Work to complete: Output all the material that follows, exactly as given.

[Stored entries]
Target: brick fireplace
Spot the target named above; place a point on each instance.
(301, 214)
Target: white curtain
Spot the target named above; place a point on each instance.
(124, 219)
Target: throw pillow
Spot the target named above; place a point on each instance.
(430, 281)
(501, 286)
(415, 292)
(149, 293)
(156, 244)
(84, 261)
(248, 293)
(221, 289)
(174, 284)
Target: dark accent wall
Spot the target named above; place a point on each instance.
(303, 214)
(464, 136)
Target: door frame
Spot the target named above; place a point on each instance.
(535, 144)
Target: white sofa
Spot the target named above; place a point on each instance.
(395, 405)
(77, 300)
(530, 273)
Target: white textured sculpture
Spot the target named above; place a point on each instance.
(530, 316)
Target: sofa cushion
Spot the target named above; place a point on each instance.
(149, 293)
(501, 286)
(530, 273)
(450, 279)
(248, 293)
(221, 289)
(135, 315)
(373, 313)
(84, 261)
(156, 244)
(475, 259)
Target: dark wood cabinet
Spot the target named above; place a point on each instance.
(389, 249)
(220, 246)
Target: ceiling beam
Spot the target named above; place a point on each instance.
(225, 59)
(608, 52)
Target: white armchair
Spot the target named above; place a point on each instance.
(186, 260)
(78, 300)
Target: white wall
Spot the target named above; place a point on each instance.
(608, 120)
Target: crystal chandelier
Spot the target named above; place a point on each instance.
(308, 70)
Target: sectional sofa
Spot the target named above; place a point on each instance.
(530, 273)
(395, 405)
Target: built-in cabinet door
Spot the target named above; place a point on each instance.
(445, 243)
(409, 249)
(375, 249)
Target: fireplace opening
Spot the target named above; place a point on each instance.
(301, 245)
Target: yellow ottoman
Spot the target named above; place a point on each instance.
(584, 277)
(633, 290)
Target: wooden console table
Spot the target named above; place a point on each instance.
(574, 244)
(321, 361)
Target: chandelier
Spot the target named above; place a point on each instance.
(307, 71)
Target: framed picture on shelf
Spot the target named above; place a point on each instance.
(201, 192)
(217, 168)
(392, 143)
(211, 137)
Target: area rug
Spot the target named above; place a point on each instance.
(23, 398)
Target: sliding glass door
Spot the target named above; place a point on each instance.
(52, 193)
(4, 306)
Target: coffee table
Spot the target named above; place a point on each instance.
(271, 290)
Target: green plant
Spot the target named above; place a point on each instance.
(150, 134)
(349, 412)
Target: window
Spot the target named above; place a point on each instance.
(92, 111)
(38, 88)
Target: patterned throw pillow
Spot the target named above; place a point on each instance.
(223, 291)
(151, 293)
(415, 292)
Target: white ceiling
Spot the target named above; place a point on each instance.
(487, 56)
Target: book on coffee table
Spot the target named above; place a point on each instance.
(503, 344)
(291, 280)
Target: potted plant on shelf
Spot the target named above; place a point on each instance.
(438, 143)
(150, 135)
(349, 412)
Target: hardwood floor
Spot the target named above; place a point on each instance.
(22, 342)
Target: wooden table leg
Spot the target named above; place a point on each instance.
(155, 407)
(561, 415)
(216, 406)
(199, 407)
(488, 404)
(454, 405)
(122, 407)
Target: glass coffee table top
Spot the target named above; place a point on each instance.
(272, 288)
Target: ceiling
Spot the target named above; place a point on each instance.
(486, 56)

Task response:
Target: brick fireplace
Spot the target named above; place a point on each instance.
(301, 214)
Target: white curtain
Spot the target named above; place a point on each instance.
(124, 219)
Target: throw pillow
Spot the target named above; place a point on each instance.
(430, 281)
(501, 286)
(415, 292)
(149, 293)
(156, 244)
(84, 261)
(248, 293)
(221, 289)
(174, 284)
Target: dark accent wall
Spot the target named above; place a point on each instance.
(303, 214)
(464, 136)
Target: door frame
Spot the target named above; place a point on each instance.
(535, 144)
Target: white sofa
Spot the target named above; place a point on each instance.
(395, 405)
(77, 300)
(530, 273)
Target: white textured sculpture
Spot the target named above; place a point on each instance.
(530, 316)
Target: sofa cushion
Spot the target named above; place a point on each instance.
(149, 293)
(501, 286)
(530, 273)
(450, 279)
(248, 293)
(221, 289)
(135, 315)
(373, 313)
(84, 261)
(156, 244)
(475, 259)
Target: dark wood cabinet
Spot the target named above; place a point on each instance.
(389, 249)
(220, 246)
Target: ceiling beam
Spot the target named above; place a point on each instance.
(225, 59)
(608, 52)
Target: white armchair
Spot the target named above; place a point on each instance.
(186, 260)
(78, 300)
Target: white wall
Spot the target named above; place a point on each instance.
(608, 120)
Target: crystal chandelier
Spot the target named above; place a point on each instance.
(308, 70)
Target: sectional sofa
Spot the target named above; place a point on each instance.
(530, 273)
(395, 405)
Target: built-in cabinet door
Spot the target named above; place a point on each instance.
(445, 243)
(409, 249)
(375, 249)
Target: fireplace opening
Spot the target named above; place a point on each instance.
(301, 245)
Target: yellow ottoman
Spot the target named above; place a point on each instance.
(584, 277)
(633, 290)
Target: wooden console table
Spot the target named above; place a point on each instance.
(574, 244)
(321, 361)
Target: chandelier
Spot the target named above; place a point on each instance.
(307, 71)
Target: framed picture on shelf
Spot the target named above; place a point on each instance.
(201, 192)
(217, 168)
(392, 143)
(211, 137)
Target: area rug
Spot the target named above; place a point on each instance.
(23, 398)
Target: sliding glass door
Spot the target named above; place a point on each instance.
(52, 193)
(4, 306)
Target: coffee table
Spot the target named above; place a point on each instance.
(271, 290)
Target: green plant
Spot the target named above; place a point on each instance.
(150, 134)
(349, 412)
Target: window
Spot the target named above; place a point on each instance.
(92, 111)
(38, 88)
Target: patterned throw pillow
Spot the target named above; place a point on each instance.
(223, 291)
(151, 293)
(415, 292)
Target: white ceiling
Spot the target named above; place a point on each instance.
(487, 56)
Target: book on coffee table
Spot the target named above; place a point on each instance.
(503, 344)
(291, 280)
Target: potted plant on shelf
Spot the target named above; place a point on each instance.
(438, 143)
(150, 135)
(349, 412)
Target: hardwood floor
Spot the target named above; place a point on each instance.
(22, 342)
Target: wooden table leg
Spot the target named above; place a point on each instance.
(155, 407)
(561, 415)
(216, 406)
(199, 407)
(488, 404)
(454, 405)
(122, 407)
Target: glass coffee table top
Spot the target named above; place a point on each instance.
(272, 288)
Target: ceiling
Spot the target named above; place a point on each instance.
(486, 56)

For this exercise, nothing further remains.